WHAT TO WORK ON
Duplicate every one of the following entries word for word.

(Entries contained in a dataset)
§ §

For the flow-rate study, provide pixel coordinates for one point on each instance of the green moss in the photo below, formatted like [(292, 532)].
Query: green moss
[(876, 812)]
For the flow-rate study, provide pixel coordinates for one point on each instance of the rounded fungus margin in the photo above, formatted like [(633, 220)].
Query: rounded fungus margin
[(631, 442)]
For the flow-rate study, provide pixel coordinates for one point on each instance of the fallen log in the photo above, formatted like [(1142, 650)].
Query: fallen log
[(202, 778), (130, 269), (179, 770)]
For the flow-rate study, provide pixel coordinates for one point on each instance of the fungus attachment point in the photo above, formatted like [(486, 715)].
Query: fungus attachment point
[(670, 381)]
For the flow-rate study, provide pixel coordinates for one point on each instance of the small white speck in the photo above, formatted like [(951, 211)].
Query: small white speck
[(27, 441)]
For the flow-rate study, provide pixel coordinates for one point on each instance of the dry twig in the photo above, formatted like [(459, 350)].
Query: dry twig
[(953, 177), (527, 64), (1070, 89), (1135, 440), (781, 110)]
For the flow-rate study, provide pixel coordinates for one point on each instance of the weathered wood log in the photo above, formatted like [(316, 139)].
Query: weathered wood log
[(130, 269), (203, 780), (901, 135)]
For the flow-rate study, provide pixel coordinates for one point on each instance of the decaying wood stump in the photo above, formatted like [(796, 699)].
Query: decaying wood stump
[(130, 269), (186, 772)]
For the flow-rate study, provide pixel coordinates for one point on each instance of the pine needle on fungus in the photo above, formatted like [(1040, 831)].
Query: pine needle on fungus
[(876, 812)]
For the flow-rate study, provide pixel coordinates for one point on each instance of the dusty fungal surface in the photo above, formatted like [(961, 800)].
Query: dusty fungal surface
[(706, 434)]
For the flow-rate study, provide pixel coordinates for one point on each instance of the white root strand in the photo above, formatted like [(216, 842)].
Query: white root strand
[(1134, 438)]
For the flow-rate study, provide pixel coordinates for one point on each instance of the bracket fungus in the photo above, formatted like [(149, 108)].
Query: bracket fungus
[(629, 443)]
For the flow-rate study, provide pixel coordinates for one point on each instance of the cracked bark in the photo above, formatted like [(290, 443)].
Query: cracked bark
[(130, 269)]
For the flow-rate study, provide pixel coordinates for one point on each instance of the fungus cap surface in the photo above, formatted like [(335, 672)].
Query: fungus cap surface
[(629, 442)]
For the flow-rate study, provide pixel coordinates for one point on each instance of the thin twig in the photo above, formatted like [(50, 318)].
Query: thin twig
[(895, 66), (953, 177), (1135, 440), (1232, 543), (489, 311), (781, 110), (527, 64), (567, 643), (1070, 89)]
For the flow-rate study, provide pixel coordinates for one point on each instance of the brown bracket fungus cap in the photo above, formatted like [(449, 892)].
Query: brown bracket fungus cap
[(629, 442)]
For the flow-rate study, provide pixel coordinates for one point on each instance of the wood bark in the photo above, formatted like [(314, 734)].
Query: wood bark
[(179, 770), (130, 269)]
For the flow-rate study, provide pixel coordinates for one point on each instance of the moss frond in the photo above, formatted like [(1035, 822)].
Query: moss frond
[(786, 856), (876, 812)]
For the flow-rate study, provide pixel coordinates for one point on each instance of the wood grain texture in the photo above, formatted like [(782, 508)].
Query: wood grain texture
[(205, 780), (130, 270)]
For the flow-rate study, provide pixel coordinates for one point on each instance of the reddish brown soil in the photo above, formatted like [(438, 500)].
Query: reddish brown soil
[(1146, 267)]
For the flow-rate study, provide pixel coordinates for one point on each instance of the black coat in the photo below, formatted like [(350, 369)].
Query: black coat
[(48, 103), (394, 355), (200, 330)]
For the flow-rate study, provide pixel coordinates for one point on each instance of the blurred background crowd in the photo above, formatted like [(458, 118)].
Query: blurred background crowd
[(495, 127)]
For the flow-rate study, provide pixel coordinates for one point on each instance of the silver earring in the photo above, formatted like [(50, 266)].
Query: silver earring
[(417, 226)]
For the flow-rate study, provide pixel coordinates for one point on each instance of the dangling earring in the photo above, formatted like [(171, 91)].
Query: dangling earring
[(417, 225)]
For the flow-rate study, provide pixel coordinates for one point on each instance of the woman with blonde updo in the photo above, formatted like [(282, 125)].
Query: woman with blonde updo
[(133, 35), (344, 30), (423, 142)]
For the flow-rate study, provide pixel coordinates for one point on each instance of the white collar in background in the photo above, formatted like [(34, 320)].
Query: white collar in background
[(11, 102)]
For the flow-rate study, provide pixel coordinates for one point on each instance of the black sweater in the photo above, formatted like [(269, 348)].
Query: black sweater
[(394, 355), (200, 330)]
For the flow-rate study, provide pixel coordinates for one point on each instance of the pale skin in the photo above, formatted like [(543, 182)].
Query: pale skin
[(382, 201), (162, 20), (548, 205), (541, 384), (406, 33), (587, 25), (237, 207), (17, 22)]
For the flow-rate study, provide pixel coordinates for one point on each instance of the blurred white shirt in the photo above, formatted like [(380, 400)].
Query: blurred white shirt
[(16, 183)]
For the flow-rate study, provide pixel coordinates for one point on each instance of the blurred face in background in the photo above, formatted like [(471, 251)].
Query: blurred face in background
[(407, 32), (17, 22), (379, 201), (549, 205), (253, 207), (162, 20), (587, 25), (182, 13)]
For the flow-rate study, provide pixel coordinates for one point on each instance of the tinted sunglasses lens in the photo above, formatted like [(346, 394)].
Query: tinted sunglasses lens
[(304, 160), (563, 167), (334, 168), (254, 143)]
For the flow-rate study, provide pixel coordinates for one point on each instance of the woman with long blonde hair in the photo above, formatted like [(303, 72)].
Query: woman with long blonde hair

§ §

FINAL ANSWER
For the flow-rate study, provide pixel coordinates for one point on each instance of the green moss in the photo below, formatted like [(292, 532)].
Query: green moss
[(876, 812)]
For the flow-rate study, provide pixel coordinates for one point on each instance of the rounded fungus margin in the photo above, formatted like [(633, 220)].
Query: rounded fungus margin
[(631, 442)]
For the flow-rate study, provide pixel coordinates for one point on each instance of the fallen log in the photo above, formatted like [(1142, 650)].
Query: fallen log
[(202, 778), (130, 269), (179, 770)]
For the flow-rate study, provide pixel coordinates for one point on each instance of the fungus attachment point in the photo above, formatted like [(486, 715)].
Query: fungus attachment point
[(670, 381)]
For the flow-rate study, provide pixel coordinates for one point on each instance of the small white speck in the photo above, formatted like [(951, 211)].
Query: small white speck
[(27, 441)]
For the flow-rate study, provide pixel coordinates for one point on each instance of the dry twig in the photo above, formatted like [(459, 350)].
Query: dry twig
[(953, 177), (527, 64), (1070, 89), (1135, 440), (781, 110)]
For the flow-rate study, provide pixel coordinates for one point on each instance of the weathered wood log in the photo above, formatted like [(316, 139)].
Query: weathered wood log
[(130, 269), (203, 780), (901, 135)]
For the flow-rate study, provide pixel coordinates for one point on each instance of the decaying wood stump in the photo above, formatted like [(796, 699)].
Query: decaying wood stump
[(130, 269), (186, 772)]
For the flow-rate study, provide pixel coordinates for one point on each instance of the pine needle on fungus in the photo above, formatted like [(1040, 831)].
Query: pine needle on fungus
[(876, 812)]
For the flow-rate study, provide pixel coordinates for one point on each instance of the dusty fungal surface in the photo above, formatted like [(961, 800)].
Query: dusty fungal surface
[(706, 434)]
For the flow-rate study, provide pixel coordinates for one point on each instance of the white root strand in the photo above, formatted like [(216, 842)].
Query: white root strand
[(1134, 438)]
For the flow-rate study, provide pixel coordinates for one point on each instance of the bracket fungus in the photo above, formatted like [(149, 108)].
Query: bracket fungus
[(629, 443)]
For the flow-rate study, provide pixel coordinates for one point on each instance of the cracked bark in the photo above, formatted like [(290, 443)].
Query: cracked bark
[(130, 269)]
For the flow-rate study, provide pixel coordinates for one point on each instance of the fungus cap surface in the photo above, formatted like [(335, 672)].
Query: fungus cap surface
[(629, 442)]
For the flow-rate study, provide pixel coordinates for one point on each instance of the thin twig in the photo above, formatted like [(50, 318)].
Query: thin twig
[(895, 66), (953, 177), (1135, 440), (1232, 543), (489, 311), (781, 110), (527, 64), (567, 643), (1070, 89)]
For the flow-rate study, provide pixel coordinates for one point on each instance of the brown bracket fungus cap in the photo above, formatted like [(449, 892)].
Query: brown bracket fungus cap
[(629, 442)]
For the flow-rate study, provide pixel coordinates for one point on each instance of the wood bark in the photo above, formatted like [(314, 734)].
Query: wood bark
[(179, 770), (130, 269)]
For the flow-rate study, provide pixel coordinates for one point on each instance of the moss frond in the photo above, formatted like [(1035, 822)].
Query: moss frond
[(786, 856), (876, 812)]
For the flow-rate study, provide pixel coordinates for one point on each instance of the wood grain texture in the photo above, formatted like [(782, 508)].
Query: wood grain texture
[(205, 780), (130, 270)]
For the flow-rate study, provide pixel coordinates for one point on each instance of the reddish brown soil in the photo above, formatted like [(438, 500)].
Query: reddish brown soil
[(1146, 267)]
For the flow-rate study, provide pixel coordinates for one point on each instance of the black coat in the photo below, formatted like [(350, 369)].
Query: black coat
[(48, 103), (394, 355), (200, 330)]
For the flow-rate study, provide pixel coordinates for one point on each instance of the blurred background crowd in the photo above, formatted like [(458, 118)].
Query: blurred background crowd
[(495, 127)]
For the flow-rate study, provide pixel coordinates for one point on each instance of the silver earring in the photo above, formatted like [(50, 266)].
Query: silver earring
[(417, 226)]
For the flow-rate study, provide pixel coordinates for one point on each instance of the dangling earring in the photo above, formatted like [(171, 91)].
Query: dangling earring
[(417, 225)]
For the flow-rate study, provide pixel coordinates for one point on each instance of the woman with blonde updo in the photo above, formatted like [(282, 125)].
Query: woman with blonde updo
[(133, 35), (344, 30), (423, 142)]
For the flow-rate study, provide pixel coordinates for one point on each instance of the white collar in background in the photo above, formatted like [(34, 320)].
Query: white collar in background
[(11, 102)]
For the flow-rate study, provide pixel coordinates for one point on each instance of the black sweater in the photo above, formatted like [(269, 348)].
Query: black sweater
[(394, 355), (200, 330)]
For the flow-rate study, provide pixel coordinates for one point on each instance of the pale skin in the photo above, formatted like [(543, 182)].
Query: pale skin
[(382, 201), (162, 20), (548, 205), (541, 384), (406, 33), (587, 25), (237, 207), (17, 22)]
For the flow-rate study, provide pixel coordinates for one point on each instance of the blurred white shirt in the photo above, formatted like [(380, 400)].
Query: blurred white shirt
[(16, 183)]
For the flow-rate study, provide pixel coordinates for one point on each instance of the blurred face in background in the photo above, formatted like [(471, 251)].
Query: blurred face in background
[(407, 32), (17, 22), (379, 201), (549, 205), (253, 207), (162, 20), (587, 25), (182, 13)]
For the flow-rate study, provide pixel coordinates for one point on each instance of the tinted sunglasses lens in the photo above, formatted like [(346, 394)].
Query: tinted sunglasses lens
[(304, 160), (563, 167), (334, 168), (254, 143)]
For the flow-rate study, provide pixel coordinates for one point on each instance of the woman with long blonde hair in the photo above, formatted like [(303, 72)].
Query: woman with long blonde hair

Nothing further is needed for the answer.